### Your task
Line by line, copy all of the data exactly.

(Point localization data)
· · · · · · ·
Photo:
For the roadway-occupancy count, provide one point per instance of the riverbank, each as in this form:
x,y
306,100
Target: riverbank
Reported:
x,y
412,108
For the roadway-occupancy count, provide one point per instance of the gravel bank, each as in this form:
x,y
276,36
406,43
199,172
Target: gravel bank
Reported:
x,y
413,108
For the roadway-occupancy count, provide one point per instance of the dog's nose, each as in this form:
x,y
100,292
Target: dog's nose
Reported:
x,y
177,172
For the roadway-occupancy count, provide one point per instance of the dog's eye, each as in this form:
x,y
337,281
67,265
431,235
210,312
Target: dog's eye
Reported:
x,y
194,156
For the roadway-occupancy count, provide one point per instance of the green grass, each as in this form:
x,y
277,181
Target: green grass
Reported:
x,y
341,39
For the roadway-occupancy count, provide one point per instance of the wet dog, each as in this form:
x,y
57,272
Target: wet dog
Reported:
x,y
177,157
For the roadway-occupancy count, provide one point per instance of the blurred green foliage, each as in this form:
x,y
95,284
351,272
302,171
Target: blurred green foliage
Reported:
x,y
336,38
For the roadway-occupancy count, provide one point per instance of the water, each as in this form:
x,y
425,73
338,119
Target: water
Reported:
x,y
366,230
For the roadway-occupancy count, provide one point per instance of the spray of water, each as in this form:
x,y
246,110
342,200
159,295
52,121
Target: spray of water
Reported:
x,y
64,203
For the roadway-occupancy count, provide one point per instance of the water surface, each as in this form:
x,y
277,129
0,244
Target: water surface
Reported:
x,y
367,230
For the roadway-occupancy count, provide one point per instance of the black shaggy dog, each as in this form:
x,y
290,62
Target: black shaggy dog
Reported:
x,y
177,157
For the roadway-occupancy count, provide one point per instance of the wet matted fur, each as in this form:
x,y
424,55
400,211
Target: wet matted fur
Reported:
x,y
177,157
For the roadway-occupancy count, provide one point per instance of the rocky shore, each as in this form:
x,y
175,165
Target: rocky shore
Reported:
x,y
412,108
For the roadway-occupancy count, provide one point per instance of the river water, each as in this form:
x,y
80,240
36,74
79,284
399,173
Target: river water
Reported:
· · · · · · ·
### Your solution
Photo:
For the roadway-occupancy count, provide one point per instance of the riverbank, each as in this form:
x,y
306,100
Target: riverbank
Reported:
x,y
412,108
For the roadway-occupancy count, provide one point per instance of the gravel bank, each as in this form:
x,y
276,36
406,43
199,172
Target: gravel bank
Reported:
x,y
413,108
For the roadway-occupancy count, provide one point per instance of the dog's nose, each as in this form:
x,y
100,292
Target: dog's nose
Reported:
x,y
177,172
For the roadway-occupancy count, provide one point per instance of the dog's eye, each as in this form:
x,y
337,281
67,265
431,235
210,312
Target: dog's eye
Reported:
x,y
194,156
For the roadway-occupancy count, provide one point per instance of the green grass, each as in this form:
x,y
277,181
Target: green grass
Reported:
x,y
341,39
For the roadway-occupancy count, provide one point per instance of the wet dog, each as in this form:
x,y
57,272
Target: wet dog
Reported:
x,y
177,157
For the roadway-occupancy count, provide one point per instance of the blurred green foliage, each as in this form:
x,y
95,284
351,272
302,171
Target: blurred green foliage
Reported:
x,y
336,38
For the roadway-occupancy count, provide one point per instance of the water, each as in this form:
x,y
425,73
338,119
Target: water
Reported:
x,y
366,230
For the roadway-occupancy count, provide one point per instance of the spray of water, each as in this form:
x,y
246,110
342,200
159,295
52,121
Target: spray of water
Reported:
x,y
64,203
For the roadway-occupancy count, provide one point per instance of the water surface, each as in this form:
x,y
277,129
0,244
Target: water surface
Reported:
x,y
367,230
For the roadway-occupancy count, provide one point per instance of the black shaggy dog, each as in this form:
x,y
290,62
Target: black shaggy dog
Reported:
x,y
177,157
For the roadway-occupancy count, provide one point per instance of the wet matted fur, each as in this form:
x,y
424,55
400,211
Target: wet matted fur
Reported:
x,y
177,157
For the roadway-occupancy count, provide one point per instance of the rocky shore, each as in this form:
x,y
175,165
Target: rocky shore
Reported:
x,y
412,108
For the roadway-occupancy count, provide one point per instance of the river water, each as in this form:
x,y
80,240
36,74
79,284
399,173
Target: river water
Reported:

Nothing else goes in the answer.